■ **TASK REQUIREMENTS**
Pull out each line of the listing below that contains the string "shrub". Matching is case-sensitive.
++++ THE RECORDS
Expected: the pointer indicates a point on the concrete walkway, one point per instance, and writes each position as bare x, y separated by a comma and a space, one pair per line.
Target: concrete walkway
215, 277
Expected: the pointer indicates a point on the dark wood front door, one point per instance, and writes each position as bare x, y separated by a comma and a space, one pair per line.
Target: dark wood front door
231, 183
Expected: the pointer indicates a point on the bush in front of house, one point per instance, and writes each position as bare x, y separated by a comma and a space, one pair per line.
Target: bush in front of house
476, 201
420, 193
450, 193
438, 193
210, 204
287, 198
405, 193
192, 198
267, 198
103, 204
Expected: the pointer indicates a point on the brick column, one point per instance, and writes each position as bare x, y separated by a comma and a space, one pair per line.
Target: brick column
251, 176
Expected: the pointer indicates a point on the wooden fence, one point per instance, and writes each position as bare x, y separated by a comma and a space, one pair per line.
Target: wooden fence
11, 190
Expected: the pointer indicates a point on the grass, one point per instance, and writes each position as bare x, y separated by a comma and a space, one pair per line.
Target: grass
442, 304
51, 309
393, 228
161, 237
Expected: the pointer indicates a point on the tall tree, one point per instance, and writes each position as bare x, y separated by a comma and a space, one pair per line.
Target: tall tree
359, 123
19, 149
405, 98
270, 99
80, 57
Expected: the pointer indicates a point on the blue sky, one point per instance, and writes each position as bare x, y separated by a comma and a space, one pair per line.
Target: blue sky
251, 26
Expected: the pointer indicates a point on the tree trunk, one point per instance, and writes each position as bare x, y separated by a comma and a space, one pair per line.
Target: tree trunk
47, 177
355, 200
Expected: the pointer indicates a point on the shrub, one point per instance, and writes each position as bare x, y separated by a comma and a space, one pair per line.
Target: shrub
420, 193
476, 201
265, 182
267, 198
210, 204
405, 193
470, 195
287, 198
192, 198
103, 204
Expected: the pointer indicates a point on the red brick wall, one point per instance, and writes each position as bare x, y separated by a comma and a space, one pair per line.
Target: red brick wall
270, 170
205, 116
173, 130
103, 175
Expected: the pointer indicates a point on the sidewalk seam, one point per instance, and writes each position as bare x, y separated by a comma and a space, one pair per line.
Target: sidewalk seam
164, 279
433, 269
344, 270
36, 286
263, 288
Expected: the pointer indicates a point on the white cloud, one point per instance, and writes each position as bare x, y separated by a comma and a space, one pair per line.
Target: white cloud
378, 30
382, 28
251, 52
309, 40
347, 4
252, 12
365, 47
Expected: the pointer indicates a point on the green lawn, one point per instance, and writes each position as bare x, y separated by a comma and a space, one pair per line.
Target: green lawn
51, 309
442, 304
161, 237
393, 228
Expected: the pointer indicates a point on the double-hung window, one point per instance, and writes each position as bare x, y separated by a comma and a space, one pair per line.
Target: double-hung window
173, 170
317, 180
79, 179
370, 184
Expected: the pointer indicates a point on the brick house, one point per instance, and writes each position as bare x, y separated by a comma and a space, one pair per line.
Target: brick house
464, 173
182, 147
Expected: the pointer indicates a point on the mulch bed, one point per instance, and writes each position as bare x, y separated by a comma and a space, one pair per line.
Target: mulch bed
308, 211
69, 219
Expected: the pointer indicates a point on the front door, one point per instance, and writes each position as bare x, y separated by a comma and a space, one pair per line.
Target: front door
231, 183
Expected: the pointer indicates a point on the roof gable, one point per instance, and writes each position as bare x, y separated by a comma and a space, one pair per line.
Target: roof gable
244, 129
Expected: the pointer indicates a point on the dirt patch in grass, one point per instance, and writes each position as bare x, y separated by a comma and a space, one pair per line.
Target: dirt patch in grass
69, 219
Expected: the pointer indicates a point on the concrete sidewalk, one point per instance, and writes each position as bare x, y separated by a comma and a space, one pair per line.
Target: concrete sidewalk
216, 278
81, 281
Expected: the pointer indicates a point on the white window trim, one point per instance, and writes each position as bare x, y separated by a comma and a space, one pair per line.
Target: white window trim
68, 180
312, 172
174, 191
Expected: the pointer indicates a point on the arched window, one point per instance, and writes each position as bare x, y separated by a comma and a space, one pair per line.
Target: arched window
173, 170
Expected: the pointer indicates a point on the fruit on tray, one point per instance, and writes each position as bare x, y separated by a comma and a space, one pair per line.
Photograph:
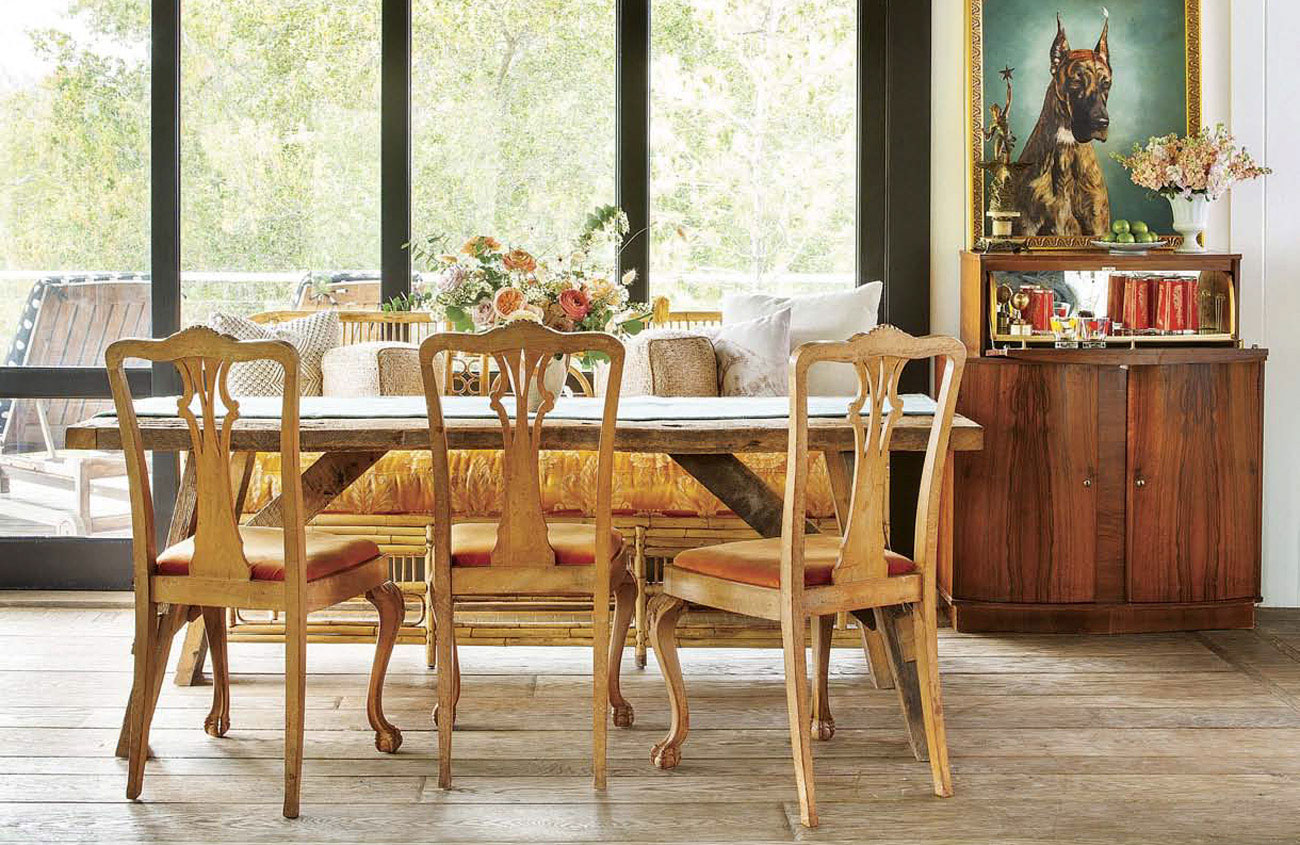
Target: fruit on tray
1130, 232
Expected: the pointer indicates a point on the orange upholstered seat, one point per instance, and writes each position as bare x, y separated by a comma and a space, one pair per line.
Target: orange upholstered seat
758, 562
264, 547
573, 544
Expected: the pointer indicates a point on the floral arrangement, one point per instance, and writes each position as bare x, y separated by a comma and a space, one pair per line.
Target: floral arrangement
1207, 164
486, 284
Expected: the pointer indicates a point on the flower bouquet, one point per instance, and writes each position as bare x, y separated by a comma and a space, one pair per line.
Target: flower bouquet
1205, 164
486, 284
1191, 173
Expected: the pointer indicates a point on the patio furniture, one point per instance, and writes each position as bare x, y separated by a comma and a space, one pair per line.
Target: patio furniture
212, 562
792, 577
68, 321
520, 554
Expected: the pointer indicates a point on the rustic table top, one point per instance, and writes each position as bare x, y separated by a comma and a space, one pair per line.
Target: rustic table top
739, 433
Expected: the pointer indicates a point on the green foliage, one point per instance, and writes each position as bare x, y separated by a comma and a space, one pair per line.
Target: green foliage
514, 133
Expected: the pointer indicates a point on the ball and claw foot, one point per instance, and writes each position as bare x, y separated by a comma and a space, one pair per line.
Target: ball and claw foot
388, 740
216, 726
436, 715
664, 755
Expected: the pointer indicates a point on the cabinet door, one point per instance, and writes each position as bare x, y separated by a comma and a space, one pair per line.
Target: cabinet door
1026, 518
1195, 450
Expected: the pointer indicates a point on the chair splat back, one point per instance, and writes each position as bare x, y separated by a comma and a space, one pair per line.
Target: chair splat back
523, 354
203, 359
879, 358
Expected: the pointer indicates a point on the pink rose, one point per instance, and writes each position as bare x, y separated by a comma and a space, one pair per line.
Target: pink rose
575, 303
508, 300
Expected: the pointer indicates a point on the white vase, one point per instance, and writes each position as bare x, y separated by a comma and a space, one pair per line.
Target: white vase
553, 380
1191, 215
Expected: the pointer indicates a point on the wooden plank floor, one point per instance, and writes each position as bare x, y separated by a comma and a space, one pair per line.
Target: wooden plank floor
1147, 739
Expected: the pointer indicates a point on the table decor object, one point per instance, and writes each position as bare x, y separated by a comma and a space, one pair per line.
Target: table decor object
1191, 173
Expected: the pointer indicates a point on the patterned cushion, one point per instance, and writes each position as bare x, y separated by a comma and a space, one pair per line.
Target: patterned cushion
264, 549
311, 336
753, 356
758, 562
378, 368
670, 363
575, 544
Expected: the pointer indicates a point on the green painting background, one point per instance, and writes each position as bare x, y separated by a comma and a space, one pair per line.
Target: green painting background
1149, 83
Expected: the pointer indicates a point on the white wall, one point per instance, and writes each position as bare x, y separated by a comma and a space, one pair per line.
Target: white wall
1251, 81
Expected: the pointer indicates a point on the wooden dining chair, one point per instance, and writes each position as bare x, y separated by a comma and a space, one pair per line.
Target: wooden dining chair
226, 564
521, 554
797, 576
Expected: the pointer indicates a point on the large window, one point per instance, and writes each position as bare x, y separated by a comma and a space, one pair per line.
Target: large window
74, 242
752, 147
512, 117
280, 154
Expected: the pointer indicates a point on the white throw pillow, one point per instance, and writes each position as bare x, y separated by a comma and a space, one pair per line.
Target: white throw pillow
835, 316
753, 356
311, 336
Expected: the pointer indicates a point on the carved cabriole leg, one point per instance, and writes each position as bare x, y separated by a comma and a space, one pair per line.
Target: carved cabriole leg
638, 573
931, 701
449, 671
389, 603
155, 627
624, 603
601, 674
219, 718
295, 696
664, 612
823, 723
165, 625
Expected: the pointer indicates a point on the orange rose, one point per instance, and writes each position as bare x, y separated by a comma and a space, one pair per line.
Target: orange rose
575, 303
507, 300
482, 243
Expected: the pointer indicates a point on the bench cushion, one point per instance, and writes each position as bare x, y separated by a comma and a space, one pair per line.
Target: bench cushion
264, 547
573, 544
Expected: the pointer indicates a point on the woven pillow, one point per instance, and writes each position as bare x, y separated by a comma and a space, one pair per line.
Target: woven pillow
670, 363
378, 368
311, 336
753, 356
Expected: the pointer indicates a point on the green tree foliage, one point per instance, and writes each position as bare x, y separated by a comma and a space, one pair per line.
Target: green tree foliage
514, 116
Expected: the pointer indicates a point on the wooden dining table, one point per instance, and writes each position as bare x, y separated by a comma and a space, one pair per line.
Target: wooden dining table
703, 436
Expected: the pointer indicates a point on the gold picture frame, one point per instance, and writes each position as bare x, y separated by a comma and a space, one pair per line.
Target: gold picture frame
975, 116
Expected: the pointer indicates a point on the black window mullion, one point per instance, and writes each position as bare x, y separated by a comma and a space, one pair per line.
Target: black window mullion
165, 221
632, 130
395, 155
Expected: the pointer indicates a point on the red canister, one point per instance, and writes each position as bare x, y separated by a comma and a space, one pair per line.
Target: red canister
1041, 302
1136, 304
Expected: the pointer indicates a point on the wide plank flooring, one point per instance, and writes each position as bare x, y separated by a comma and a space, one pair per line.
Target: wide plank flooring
1183, 737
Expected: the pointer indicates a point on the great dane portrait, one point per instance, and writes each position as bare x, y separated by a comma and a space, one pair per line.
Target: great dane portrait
1065, 193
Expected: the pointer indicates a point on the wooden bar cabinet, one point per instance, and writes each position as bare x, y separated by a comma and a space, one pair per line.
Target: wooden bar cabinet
1119, 486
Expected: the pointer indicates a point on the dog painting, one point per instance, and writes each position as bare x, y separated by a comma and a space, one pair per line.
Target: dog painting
1091, 79
1065, 193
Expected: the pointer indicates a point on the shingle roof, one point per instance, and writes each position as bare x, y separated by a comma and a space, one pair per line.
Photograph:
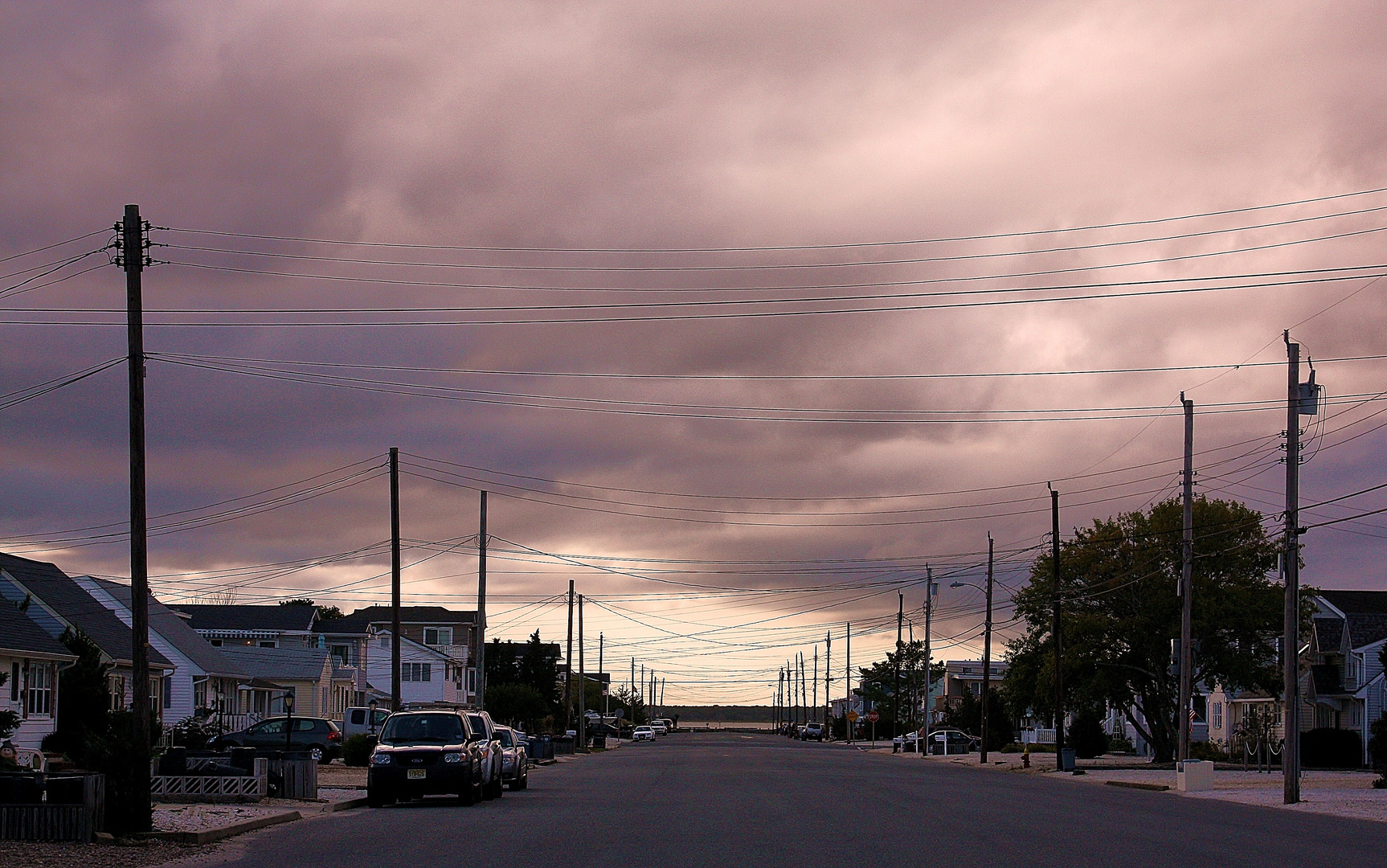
++++++++
■ **FINISHED ANSWER**
Expected: the pointer indicates a point on the shrub, one point per instance, and writes each position as bare x, y separated by a comma and a space, one pair per line.
Target: shrub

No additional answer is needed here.